▶ _What is being asked_: Make an exact copy of the records that follow, with each picture omitted.

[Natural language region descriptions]
· · ·

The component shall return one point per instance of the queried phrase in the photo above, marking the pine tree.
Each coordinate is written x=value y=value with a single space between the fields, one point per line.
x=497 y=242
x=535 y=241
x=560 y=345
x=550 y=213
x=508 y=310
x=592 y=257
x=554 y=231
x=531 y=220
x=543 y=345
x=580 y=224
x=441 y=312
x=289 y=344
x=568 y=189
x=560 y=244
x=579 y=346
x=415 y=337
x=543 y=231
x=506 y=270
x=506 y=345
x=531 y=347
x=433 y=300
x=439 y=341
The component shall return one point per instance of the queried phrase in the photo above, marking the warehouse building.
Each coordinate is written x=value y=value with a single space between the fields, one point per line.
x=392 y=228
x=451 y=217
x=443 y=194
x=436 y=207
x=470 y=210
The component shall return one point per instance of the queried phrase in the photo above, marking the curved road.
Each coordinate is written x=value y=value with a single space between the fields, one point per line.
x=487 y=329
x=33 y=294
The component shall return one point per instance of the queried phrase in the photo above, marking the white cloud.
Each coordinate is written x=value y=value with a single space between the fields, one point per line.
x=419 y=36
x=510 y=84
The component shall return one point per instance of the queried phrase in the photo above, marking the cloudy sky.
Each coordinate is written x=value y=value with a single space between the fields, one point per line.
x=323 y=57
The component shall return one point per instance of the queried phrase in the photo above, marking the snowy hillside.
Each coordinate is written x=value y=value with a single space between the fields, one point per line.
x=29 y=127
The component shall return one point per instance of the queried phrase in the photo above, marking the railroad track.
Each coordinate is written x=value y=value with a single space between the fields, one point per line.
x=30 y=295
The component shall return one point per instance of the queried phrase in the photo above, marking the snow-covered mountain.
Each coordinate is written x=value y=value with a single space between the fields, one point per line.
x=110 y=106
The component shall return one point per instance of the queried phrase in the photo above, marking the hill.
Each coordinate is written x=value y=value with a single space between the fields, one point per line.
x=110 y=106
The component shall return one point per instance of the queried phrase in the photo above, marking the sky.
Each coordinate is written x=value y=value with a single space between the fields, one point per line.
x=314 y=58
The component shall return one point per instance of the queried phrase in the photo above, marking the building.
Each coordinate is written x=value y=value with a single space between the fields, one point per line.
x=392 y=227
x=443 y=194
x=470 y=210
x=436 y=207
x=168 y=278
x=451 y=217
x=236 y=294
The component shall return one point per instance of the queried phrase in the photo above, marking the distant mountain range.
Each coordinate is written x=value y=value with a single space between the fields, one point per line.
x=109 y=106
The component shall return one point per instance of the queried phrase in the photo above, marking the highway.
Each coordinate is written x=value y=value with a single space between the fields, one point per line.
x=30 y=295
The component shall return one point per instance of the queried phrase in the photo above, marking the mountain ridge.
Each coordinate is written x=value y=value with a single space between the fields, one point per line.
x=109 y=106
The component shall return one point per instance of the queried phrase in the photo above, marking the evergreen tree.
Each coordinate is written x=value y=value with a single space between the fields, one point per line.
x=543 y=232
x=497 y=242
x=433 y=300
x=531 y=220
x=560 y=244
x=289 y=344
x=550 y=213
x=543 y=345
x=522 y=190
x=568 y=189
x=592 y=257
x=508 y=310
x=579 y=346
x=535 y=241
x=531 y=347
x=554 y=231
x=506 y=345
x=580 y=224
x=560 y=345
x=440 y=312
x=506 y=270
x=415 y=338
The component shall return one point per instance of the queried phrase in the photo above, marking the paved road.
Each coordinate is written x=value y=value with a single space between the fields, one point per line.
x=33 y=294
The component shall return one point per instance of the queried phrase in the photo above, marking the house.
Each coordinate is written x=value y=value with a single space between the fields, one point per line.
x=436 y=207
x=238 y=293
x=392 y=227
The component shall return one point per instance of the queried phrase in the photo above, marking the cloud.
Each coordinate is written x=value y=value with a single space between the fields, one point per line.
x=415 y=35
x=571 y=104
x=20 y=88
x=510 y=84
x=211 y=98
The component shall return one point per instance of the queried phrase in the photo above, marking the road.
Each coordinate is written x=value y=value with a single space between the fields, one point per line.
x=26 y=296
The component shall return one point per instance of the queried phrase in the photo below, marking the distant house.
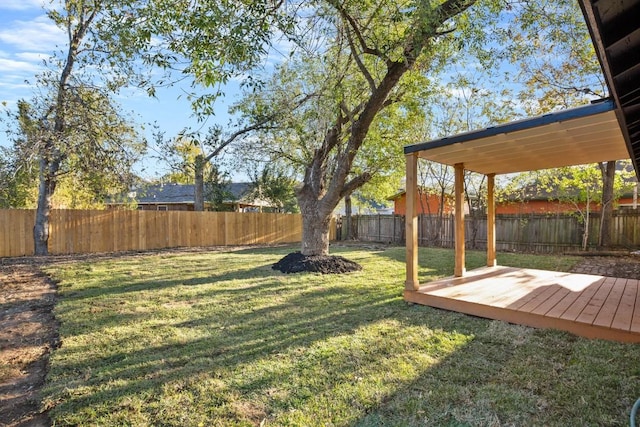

· · ·

▶ _Solution_:
The component shall return one point per instance of the queried phrase in the photo above, marking the pine tree.
Each coordinate is written x=value y=value with a single space between the fields, one point per line.
x=497 y=242
x=535 y=241
x=560 y=345
x=550 y=213
x=508 y=310
x=592 y=257
x=554 y=231
x=531 y=220
x=543 y=345
x=580 y=224
x=441 y=312
x=289 y=344
x=568 y=189
x=560 y=244
x=579 y=346
x=415 y=337
x=543 y=231
x=506 y=270
x=506 y=345
x=531 y=347
x=433 y=300
x=439 y=341
The component shall return one point per instance of the queried phrase in the photo above, marking the warehouse building.
Each coordinate is written x=value y=value with a single space between the fields, one point per line.
x=392 y=228
x=451 y=217
x=443 y=194
x=436 y=207
x=470 y=210
The component shall return one point per instance of the queried phrase in the photo above, marking the curved road.
Each coordinate is written x=value y=value with a single space between the fields, one point per line.
x=487 y=329
x=33 y=294
The component shall return one point per instance of the queried phrase in the photo above, marking the white cloud.
Each coordinate is written x=value y=value with a single space between the fields, one point per line.
x=419 y=36
x=510 y=84
The component shall return one point per instance of the queried phrase in the photo above, marking the cloudy sky.
Each coordinate is written x=value y=value with a single space between the fields, one point per line.
x=323 y=57
The component shall return one point per instance of the queried phrase in the photo above, marking the snowy hillside.
Each coordinate is written x=value y=value with a single space between the fields, one point per line.
x=29 y=127
The component shall return one point per instance of the queried phrase in the photo above, marking the railroad track.
Each coordinate is written x=value y=value with a single space between the fields, one point per line.
x=30 y=295
The component shall return one point per instance of the queried phrase in the photo above, marking the snow-covered mountain.
Each coordinate is written x=value y=value with a single space between the fields, one point per line.
x=110 y=106
The component shall return one point per instance of the queried phrase in the photo above, marking the hill.
Each coordinate is written x=value y=value with a single space between the fields, one point per line.
x=110 y=106
The component shall return one point per instance of the queried phrase in the photo above, marking the sky.
Each coordinate is written x=value y=value with a single space between the fields, one point per line.
x=314 y=58
The component shall return one point per instance of the queried phrase in the photo above, marking the building.
Each coordinate is written x=value y=value with a single space between the fields, one point per line.
x=392 y=227
x=443 y=194
x=470 y=210
x=436 y=207
x=168 y=278
x=451 y=217
x=236 y=294
The component shall return one point per instance of the queried phrase in the photo above, marking the distant mountain range.
Each coordinate is written x=value y=value with a single space between the fields, one point per line.
x=109 y=106
The component shall return one point per instance of the queried phrase in the photo above, marking the highway.
Each coordinate is written x=value y=value with a single space between the fields, one point per line.
x=30 y=295
The component shall return one point per instance of the queried phrase in the photo above, marking the mountain ridge.
Each coordinate is written x=value y=value with a single space between the fields, one point per line.
x=109 y=106
The component shall return one point per instance of the queried phrase in the photo above, marking the evergreen tree.
Each coordinate is written x=value y=value with a single space between the fields, one point per line.
x=543 y=232
x=497 y=242
x=433 y=300
x=531 y=220
x=560 y=244
x=289 y=344
x=550 y=213
x=543 y=345
x=522 y=190
x=568 y=189
x=592 y=257
x=508 y=310
x=579 y=346
x=535 y=241
x=531 y=347
x=554 y=231
x=506 y=345
x=580 y=224
x=560 y=345
x=440 y=312
x=506 y=270
x=415 y=338
The component shall return one point per instance of the queried phrase in the photo above, marking the paved road.
Each coordinate is written x=value y=value with a single space between the fields, one point per line.
x=33 y=294
The component shall return one point per instance of the queried phrase in the photo above, marking the house.
Each coordinate is written x=value y=value with a single space between the fields, one point per line.
x=436 y=207
x=238 y=293
x=392 y=227
The component shall return one point per instance of the queried phrase in the photo above, marking the cloud.
Each coordinate is written x=value y=value with a single space between the fields, one point per line.
x=415 y=35
x=571 y=104
x=20 y=88
x=510 y=84
x=211 y=98
The component shall return one point per instance of the queried phrase in the photo above, marking the road.
Each coordinate is written x=value y=value with a single space between the fields, one point per line.
x=26 y=296
The component shall return one point per instance of the queried phrase in the photo below, marking the distant house.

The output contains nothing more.